* Begin INPUT ROWS *

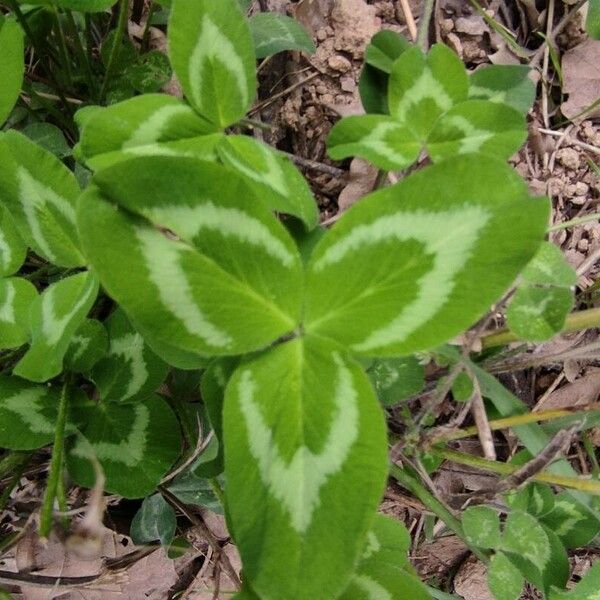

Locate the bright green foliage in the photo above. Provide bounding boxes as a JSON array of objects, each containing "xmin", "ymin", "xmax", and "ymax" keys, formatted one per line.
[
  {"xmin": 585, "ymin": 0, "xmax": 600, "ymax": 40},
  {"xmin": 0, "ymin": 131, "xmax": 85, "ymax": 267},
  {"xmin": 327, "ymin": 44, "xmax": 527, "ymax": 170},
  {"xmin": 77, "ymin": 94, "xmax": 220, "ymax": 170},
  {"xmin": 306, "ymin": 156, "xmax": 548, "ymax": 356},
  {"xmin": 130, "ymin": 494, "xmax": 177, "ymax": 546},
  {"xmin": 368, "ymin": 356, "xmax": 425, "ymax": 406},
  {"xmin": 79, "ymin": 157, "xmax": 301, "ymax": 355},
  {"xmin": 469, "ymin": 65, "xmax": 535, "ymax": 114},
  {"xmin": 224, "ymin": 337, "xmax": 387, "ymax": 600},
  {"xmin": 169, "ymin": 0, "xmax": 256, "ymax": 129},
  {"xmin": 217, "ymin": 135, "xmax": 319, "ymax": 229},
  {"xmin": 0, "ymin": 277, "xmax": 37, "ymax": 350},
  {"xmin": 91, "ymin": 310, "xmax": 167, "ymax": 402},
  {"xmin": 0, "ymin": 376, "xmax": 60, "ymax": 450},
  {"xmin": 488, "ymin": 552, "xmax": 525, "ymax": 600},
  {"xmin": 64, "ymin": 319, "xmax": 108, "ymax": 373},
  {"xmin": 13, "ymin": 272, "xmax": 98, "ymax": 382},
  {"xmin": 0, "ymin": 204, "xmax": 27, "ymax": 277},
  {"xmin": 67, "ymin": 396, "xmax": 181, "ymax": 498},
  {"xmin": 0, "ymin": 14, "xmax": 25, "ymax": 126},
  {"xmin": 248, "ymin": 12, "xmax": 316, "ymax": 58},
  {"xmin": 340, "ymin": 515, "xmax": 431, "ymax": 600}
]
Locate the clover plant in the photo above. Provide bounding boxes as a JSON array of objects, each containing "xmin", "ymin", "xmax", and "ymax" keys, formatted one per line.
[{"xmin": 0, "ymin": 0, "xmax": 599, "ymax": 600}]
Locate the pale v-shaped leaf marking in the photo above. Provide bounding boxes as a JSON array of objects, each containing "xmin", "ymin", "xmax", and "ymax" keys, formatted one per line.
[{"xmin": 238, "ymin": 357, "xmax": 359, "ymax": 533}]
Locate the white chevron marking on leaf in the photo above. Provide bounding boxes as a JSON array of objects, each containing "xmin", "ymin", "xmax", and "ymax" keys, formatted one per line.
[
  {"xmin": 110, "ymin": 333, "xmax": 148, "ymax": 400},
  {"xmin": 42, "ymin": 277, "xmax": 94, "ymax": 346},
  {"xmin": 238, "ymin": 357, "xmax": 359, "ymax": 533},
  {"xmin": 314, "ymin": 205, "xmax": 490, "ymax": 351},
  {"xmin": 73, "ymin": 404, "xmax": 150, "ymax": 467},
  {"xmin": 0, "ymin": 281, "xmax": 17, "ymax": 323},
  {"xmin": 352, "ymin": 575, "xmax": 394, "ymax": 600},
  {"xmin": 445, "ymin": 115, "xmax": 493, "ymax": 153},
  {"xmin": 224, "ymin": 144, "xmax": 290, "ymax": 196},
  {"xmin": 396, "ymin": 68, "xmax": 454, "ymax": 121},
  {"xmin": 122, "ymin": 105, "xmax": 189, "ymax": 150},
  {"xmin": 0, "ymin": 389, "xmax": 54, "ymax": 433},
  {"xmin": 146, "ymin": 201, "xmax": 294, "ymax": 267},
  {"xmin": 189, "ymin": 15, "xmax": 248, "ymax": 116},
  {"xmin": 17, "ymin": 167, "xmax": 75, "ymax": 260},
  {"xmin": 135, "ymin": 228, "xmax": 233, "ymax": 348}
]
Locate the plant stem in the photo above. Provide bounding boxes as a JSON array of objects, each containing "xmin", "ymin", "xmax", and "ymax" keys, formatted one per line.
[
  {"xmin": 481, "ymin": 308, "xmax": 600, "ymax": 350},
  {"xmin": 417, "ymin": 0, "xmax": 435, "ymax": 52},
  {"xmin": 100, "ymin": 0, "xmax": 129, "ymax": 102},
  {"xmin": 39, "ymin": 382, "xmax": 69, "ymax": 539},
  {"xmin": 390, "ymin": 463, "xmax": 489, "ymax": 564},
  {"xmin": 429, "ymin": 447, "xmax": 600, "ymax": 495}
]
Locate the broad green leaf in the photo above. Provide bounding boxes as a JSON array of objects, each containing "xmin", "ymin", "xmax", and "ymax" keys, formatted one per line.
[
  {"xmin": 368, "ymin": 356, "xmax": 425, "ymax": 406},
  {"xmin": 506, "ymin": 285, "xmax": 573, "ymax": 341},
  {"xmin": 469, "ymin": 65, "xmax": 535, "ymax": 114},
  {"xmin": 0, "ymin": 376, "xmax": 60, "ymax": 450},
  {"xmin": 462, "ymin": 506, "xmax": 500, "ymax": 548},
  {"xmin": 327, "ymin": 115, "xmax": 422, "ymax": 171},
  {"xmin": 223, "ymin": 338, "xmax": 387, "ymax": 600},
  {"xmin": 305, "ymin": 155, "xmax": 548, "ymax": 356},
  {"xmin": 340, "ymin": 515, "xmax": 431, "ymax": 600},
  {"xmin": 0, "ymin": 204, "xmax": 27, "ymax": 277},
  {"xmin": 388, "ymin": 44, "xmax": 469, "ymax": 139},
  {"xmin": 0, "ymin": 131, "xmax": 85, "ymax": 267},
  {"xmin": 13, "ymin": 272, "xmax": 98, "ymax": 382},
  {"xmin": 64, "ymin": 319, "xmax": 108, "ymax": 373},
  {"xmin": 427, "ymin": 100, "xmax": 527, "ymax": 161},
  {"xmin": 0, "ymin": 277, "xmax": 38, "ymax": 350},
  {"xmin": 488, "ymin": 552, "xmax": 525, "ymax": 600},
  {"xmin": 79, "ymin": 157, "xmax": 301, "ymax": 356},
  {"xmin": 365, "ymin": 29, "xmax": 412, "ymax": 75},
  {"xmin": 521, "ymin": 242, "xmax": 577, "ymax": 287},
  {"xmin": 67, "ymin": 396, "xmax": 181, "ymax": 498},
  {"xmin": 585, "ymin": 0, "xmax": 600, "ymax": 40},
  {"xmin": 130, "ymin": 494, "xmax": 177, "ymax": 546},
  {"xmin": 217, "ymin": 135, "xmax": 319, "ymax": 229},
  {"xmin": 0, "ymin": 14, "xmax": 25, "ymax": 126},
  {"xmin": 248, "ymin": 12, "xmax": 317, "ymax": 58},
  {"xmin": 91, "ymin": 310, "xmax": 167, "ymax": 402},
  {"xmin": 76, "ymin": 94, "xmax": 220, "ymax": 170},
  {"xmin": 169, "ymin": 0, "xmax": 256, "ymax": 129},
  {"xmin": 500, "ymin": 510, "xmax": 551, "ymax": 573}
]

* End INPUT ROWS *
* Begin INPUT ROWS *

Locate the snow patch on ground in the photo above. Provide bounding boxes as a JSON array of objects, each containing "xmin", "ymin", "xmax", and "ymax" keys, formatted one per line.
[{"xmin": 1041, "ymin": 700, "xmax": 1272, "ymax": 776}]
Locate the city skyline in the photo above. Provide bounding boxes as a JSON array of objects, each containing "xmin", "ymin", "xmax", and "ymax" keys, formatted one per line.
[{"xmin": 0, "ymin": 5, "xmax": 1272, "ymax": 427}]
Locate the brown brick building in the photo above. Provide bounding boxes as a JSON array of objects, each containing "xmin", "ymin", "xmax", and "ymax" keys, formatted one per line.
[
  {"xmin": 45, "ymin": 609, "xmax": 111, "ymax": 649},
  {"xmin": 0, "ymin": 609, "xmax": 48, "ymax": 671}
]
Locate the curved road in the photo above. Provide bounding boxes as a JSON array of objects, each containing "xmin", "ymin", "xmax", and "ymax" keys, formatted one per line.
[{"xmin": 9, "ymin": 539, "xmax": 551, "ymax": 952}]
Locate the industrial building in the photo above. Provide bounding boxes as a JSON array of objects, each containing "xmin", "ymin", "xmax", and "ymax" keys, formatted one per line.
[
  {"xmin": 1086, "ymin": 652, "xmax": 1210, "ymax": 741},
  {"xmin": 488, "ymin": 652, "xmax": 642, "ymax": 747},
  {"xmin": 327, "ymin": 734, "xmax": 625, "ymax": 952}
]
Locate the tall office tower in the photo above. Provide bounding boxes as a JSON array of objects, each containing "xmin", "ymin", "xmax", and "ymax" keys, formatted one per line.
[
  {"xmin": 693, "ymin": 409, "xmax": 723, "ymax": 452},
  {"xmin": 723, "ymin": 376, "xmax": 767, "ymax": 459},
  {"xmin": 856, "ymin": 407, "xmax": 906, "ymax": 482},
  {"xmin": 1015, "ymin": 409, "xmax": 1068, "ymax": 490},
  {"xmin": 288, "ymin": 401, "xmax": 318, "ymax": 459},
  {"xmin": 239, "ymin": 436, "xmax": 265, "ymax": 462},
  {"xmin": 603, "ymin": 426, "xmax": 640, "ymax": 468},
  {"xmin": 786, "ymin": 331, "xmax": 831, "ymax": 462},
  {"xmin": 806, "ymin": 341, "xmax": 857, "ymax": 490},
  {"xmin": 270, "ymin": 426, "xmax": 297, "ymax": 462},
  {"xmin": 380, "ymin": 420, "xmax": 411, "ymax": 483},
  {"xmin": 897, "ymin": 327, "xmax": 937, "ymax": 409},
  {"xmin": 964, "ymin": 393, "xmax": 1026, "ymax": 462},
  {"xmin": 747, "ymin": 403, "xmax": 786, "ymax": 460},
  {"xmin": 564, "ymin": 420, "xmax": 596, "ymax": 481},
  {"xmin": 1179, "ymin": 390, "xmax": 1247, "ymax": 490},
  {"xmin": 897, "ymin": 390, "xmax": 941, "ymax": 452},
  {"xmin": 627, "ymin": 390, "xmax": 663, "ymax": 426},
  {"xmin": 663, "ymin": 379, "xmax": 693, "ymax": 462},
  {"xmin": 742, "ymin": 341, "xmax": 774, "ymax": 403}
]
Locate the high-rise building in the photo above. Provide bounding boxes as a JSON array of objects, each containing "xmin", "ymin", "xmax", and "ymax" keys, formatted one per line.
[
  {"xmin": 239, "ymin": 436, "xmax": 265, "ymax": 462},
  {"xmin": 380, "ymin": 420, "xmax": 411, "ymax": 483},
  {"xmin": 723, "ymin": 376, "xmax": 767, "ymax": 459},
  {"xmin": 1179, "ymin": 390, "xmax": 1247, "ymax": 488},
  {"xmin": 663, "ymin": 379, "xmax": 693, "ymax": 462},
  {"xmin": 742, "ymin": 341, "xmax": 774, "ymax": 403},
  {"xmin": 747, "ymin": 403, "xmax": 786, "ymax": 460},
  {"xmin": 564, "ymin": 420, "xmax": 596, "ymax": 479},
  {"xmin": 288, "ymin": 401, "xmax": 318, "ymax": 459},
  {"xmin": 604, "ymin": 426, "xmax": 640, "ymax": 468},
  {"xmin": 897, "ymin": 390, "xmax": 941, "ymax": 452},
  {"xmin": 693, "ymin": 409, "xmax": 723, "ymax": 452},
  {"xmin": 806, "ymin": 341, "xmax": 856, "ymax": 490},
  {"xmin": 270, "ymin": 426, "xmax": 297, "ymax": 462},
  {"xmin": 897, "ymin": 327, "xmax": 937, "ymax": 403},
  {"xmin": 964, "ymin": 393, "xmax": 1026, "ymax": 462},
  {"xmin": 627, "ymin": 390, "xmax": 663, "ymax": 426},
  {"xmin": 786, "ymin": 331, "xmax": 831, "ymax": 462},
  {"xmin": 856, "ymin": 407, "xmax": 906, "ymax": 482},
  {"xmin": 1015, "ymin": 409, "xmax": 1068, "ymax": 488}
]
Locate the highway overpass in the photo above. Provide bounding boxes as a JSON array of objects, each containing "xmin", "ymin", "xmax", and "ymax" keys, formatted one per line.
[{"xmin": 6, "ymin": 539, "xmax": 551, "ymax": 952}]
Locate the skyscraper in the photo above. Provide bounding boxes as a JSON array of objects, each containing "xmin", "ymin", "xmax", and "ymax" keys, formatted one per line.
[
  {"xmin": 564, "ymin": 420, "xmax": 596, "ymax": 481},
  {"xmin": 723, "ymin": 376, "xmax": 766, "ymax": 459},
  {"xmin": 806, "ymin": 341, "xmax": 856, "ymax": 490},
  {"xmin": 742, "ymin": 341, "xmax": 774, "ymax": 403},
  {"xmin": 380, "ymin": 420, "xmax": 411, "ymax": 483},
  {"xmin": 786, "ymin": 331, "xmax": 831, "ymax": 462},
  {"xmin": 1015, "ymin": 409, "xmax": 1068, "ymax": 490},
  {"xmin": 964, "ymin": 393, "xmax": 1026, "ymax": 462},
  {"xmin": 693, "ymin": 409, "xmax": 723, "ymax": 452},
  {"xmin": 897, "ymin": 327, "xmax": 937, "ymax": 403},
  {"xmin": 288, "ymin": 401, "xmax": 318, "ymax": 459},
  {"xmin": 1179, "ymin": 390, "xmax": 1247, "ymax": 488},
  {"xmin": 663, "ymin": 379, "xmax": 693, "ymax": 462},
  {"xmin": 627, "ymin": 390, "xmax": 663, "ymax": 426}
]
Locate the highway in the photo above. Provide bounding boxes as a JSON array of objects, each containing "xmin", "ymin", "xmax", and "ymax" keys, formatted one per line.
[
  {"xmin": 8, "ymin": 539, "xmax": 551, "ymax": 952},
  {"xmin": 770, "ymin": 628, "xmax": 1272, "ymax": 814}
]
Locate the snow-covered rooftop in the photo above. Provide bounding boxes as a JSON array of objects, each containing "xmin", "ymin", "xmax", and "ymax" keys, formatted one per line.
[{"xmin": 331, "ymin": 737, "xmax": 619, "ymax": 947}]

* End INPUT ROWS *
* Begin INPUT ROWS *

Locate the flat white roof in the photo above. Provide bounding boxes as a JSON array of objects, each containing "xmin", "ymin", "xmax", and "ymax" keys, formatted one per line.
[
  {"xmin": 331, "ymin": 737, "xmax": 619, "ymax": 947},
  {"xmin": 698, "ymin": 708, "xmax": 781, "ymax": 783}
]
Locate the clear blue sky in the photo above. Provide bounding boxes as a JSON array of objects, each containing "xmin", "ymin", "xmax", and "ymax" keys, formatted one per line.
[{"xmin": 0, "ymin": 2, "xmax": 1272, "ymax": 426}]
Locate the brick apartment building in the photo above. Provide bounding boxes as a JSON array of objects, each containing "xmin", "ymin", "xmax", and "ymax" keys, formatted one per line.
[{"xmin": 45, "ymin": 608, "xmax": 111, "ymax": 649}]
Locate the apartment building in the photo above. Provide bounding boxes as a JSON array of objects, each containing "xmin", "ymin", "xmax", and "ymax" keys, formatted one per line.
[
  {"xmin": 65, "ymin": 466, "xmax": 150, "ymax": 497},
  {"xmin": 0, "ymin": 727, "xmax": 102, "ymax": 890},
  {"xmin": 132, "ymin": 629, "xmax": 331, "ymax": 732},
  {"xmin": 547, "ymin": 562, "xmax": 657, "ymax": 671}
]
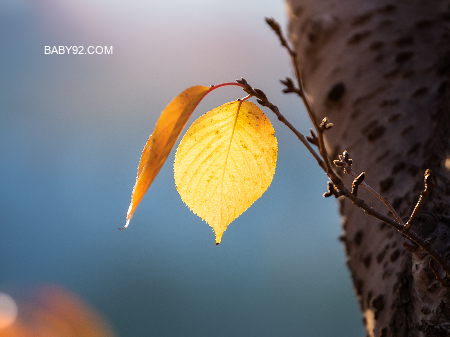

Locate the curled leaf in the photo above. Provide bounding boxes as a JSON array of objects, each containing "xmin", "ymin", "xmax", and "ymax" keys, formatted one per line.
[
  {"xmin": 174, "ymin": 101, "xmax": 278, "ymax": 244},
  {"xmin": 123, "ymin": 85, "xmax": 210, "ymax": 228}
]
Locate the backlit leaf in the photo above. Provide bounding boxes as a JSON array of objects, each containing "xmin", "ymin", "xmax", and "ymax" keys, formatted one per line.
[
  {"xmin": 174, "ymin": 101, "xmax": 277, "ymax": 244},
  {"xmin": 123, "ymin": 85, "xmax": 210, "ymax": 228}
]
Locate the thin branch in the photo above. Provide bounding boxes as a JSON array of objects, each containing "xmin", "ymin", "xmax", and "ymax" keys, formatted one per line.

* End INPUT ROWS *

WHAT IS REQUIRED: Reproduce the part of the entries that opens with the line containing "Locate the apartment" and closes with the line containing "Locate the thin", including both of those lines. Offset every bounding-box coordinate in the answers by -124, and leave the pictures out.

FINAL RESULT:
Locate the apartment building in the photo above. Provide bounding boxes as a JSON array of objects, each containing "xmin", "ymin", "xmax", and "ymax" keys, formatted one per line.
[
  {"xmin": -59, "ymin": 342, "xmax": 26, "ymax": 373},
  {"xmin": -124, "ymin": 603, "xmax": -22, "ymax": 766},
  {"xmin": 8, "ymin": 505, "xmax": 207, "ymax": 608},
  {"xmin": 423, "ymin": 438, "xmax": 533, "ymax": 547}
]

Locate the curled leaf in the photo above. Provide bounding boxes as a JSON array of objects, each containing "xmin", "ymin", "xmax", and "ymax" keys, formatted one per line.
[
  {"xmin": 50, "ymin": -23, "xmax": 154, "ymax": 120},
  {"xmin": -1, "ymin": -39, "xmax": 86, "ymax": 104}
]
Locate the backlit leaf in the photo above. Provide bounding boxes as a JSON array of objects, each containing "xmin", "ymin", "xmax", and "ymax" keys, formatted one per line.
[
  {"xmin": 50, "ymin": -23, "xmax": 153, "ymax": 120},
  {"xmin": -1, "ymin": -39, "xmax": 86, "ymax": 104}
]
Locate the thin branch in the photo above. Provide bounding boxes as a JSON array of objects, each containing "xmin", "ymin", "xmax", and "ymax" keys, formatted one per line.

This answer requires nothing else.